Task details
Lines before the one containing "Target phrase = white trash can" are excluded; reproduce that line and all lines after it in the entries below, exactly.
== Extracted information ==
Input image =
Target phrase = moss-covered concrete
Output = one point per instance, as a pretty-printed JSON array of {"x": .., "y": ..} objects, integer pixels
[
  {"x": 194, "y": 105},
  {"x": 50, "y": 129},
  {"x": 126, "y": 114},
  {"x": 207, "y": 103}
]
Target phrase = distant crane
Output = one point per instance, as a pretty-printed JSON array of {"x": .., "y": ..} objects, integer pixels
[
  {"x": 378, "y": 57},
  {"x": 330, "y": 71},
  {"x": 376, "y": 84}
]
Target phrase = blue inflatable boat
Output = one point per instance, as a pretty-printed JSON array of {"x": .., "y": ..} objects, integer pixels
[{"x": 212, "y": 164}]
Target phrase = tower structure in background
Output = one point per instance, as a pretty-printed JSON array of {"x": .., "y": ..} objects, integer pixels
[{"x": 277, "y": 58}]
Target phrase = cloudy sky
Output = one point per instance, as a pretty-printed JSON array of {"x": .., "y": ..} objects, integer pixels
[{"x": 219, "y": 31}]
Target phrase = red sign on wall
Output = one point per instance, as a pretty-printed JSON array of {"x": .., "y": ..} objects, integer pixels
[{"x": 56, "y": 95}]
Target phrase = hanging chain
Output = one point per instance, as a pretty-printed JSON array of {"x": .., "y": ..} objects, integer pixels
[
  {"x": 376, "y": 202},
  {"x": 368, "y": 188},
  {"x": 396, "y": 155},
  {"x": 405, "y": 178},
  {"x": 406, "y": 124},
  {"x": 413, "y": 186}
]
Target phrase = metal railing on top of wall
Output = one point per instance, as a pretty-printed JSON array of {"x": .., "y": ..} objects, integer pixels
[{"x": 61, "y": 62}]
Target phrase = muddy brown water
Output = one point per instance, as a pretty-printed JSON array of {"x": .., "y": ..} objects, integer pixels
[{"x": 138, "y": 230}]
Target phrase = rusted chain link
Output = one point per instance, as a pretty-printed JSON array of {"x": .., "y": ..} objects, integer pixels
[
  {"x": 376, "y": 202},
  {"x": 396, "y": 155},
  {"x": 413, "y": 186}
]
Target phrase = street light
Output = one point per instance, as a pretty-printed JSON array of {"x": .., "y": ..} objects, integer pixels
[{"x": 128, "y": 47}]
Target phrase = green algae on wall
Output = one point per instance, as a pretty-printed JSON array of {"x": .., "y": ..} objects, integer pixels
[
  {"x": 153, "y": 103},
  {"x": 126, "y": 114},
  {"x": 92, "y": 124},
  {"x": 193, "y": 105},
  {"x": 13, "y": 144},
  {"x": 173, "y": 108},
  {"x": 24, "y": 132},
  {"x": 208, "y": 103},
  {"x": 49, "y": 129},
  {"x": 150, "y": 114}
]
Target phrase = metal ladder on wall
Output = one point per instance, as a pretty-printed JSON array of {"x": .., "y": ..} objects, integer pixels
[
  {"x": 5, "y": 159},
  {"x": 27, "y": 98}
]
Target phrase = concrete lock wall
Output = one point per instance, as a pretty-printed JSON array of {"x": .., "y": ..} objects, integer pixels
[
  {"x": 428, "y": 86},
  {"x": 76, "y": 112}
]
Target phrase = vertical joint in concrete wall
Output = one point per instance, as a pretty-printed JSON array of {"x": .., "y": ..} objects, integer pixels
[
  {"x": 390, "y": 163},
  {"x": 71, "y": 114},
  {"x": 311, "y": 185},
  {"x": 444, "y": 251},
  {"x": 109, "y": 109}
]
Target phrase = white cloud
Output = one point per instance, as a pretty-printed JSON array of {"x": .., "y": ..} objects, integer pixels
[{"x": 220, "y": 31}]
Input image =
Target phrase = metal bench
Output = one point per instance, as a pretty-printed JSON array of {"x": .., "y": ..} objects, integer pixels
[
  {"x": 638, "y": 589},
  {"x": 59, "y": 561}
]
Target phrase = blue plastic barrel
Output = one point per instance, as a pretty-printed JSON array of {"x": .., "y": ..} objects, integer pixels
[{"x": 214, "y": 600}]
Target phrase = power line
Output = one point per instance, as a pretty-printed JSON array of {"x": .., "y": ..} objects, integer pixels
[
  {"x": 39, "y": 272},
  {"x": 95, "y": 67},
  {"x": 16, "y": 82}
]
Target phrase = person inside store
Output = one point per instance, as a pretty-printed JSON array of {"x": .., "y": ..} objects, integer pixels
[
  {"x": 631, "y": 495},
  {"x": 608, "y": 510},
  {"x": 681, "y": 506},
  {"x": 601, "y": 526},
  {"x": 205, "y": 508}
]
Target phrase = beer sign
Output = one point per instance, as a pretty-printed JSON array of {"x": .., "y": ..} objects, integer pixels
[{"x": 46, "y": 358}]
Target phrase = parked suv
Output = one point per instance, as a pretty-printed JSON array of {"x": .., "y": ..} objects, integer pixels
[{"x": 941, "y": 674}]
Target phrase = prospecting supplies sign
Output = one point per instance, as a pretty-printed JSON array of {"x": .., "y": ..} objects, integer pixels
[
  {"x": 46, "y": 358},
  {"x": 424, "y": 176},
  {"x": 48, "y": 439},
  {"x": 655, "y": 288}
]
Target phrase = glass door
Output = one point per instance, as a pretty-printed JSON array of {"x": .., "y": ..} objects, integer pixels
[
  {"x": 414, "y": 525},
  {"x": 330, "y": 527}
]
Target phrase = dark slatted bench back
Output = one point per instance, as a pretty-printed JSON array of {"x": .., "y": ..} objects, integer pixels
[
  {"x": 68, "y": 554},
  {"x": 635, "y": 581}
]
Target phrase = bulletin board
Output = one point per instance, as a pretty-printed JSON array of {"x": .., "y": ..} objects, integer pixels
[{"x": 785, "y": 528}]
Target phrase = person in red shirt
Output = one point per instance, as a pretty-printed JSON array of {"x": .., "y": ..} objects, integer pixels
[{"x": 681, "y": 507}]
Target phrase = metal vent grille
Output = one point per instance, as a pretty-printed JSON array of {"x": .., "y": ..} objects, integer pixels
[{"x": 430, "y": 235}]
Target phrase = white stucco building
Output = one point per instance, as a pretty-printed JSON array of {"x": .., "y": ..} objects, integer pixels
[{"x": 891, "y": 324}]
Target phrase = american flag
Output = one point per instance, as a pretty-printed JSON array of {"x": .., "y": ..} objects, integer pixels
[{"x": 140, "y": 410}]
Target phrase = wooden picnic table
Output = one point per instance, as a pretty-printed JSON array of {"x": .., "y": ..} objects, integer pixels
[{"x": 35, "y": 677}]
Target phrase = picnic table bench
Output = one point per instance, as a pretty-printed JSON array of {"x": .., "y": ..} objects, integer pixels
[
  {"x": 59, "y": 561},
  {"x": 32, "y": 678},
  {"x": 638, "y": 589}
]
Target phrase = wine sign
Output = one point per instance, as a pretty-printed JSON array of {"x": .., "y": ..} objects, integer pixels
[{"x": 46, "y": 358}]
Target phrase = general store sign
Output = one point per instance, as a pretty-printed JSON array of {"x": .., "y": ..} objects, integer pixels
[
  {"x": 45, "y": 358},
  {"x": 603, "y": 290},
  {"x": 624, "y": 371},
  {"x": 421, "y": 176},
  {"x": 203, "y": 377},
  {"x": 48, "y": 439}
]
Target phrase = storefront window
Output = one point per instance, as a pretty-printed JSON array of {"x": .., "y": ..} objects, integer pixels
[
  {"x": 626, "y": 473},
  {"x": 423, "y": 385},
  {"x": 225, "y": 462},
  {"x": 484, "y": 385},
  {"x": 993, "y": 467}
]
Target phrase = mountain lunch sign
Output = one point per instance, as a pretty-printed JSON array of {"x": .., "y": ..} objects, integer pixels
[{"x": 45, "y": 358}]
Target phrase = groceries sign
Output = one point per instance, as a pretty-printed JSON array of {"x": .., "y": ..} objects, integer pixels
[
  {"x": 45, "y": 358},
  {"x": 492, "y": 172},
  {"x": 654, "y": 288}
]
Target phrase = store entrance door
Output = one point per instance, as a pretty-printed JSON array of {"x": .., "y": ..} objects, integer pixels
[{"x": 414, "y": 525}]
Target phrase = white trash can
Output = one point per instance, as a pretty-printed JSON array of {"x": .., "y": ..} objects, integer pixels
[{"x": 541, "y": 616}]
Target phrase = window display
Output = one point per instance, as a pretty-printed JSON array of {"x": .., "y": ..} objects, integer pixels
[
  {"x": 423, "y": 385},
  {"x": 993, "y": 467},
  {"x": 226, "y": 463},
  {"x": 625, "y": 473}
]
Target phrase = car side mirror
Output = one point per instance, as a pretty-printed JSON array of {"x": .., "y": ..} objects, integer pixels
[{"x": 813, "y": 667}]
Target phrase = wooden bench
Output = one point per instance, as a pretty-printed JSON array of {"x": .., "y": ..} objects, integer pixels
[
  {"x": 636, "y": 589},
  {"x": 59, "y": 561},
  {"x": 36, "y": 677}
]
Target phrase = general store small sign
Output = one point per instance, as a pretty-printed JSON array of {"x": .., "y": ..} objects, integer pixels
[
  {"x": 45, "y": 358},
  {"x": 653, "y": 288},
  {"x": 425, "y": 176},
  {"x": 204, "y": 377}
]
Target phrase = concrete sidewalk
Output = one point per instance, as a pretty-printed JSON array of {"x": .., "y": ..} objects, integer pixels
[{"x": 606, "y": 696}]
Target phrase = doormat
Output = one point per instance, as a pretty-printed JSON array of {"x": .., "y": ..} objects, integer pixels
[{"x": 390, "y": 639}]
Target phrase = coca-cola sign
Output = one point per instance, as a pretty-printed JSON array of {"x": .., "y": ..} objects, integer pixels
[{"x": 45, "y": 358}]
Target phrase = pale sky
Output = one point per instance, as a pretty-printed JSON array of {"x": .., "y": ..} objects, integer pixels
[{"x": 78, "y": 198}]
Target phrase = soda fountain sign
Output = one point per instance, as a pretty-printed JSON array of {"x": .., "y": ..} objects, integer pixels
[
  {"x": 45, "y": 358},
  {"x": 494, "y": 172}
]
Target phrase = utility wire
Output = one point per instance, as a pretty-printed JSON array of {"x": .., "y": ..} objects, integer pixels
===
Output of the task
Target phrase = white trash can
Output = one point per instance, as a pretty-printed JSON array of {"x": .., "y": ..} objects, integer pixels
[{"x": 541, "y": 616}]
Target phrase = window display
Output = one point per instance, as a pretty-printed JSON array of {"x": .., "y": ..} objects, integer pixels
[
  {"x": 423, "y": 385},
  {"x": 993, "y": 467},
  {"x": 226, "y": 463},
  {"x": 625, "y": 473}
]
Target phrase = car side mirror
Output = one point per instance, as a pretty-printed JSON array of {"x": .., "y": ..} objects, integer pixels
[{"x": 813, "y": 667}]
Target phrase = wooden bench
Output = one point per instance, as a pretty-printed JSON array of {"x": .., "y": ..} objects, integer pixels
[
  {"x": 636, "y": 589},
  {"x": 59, "y": 561},
  {"x": 36, "y": 677}
]
Target phrase = general store small sign
Output = one point per instance, as a pretty-printed JSON array of {"x": .., "y": ..} objects, integer pixels
[
  {"x": 45, "y": 358},
  {"x": 653, "y": 288},
  {"x": 425, "y": 176},
  {"x": 204, "y": 377}
]
Target phrase = concrete sidewalk
Output = one point per instance, as a pretty-printed JSON array of {"x": .., "y": ..} objects, integer pixels
[{"x": 606, "y": 696}]
Target phrase = doormat
Output = one point per instance, as a pretty-printed JSON array of {"x": .., "y": ..} objects, integer pixels
[{"x": 390, "y": 639}]
Target phrase = coca-cola sign
Output = one point per instance, as a pretty-printed JSON array of {"x": .., "y": ..} objects, integer pixels
[{"x": 45, "y": 358}]
Target phrase = pale sky
Output = one point per instance, as a pretty-printed JSON array of {"x": .., "y": ..} objects, integer pixels
[{"x": 78, "y": 198}]
Target phrase = soda fountain sign
Output = one point per instance, as a pretty-printed JSON array of {"x": .., "y": ..} objects, integer pixels
[
  {"x": 45, "y": 358},
  {"x": 494, "y": 172}
]
Target phrase = utility wire
Output = one point per instance, as a pretty-printed JSON array of {"x": .., "y": ..} objects, integer pixels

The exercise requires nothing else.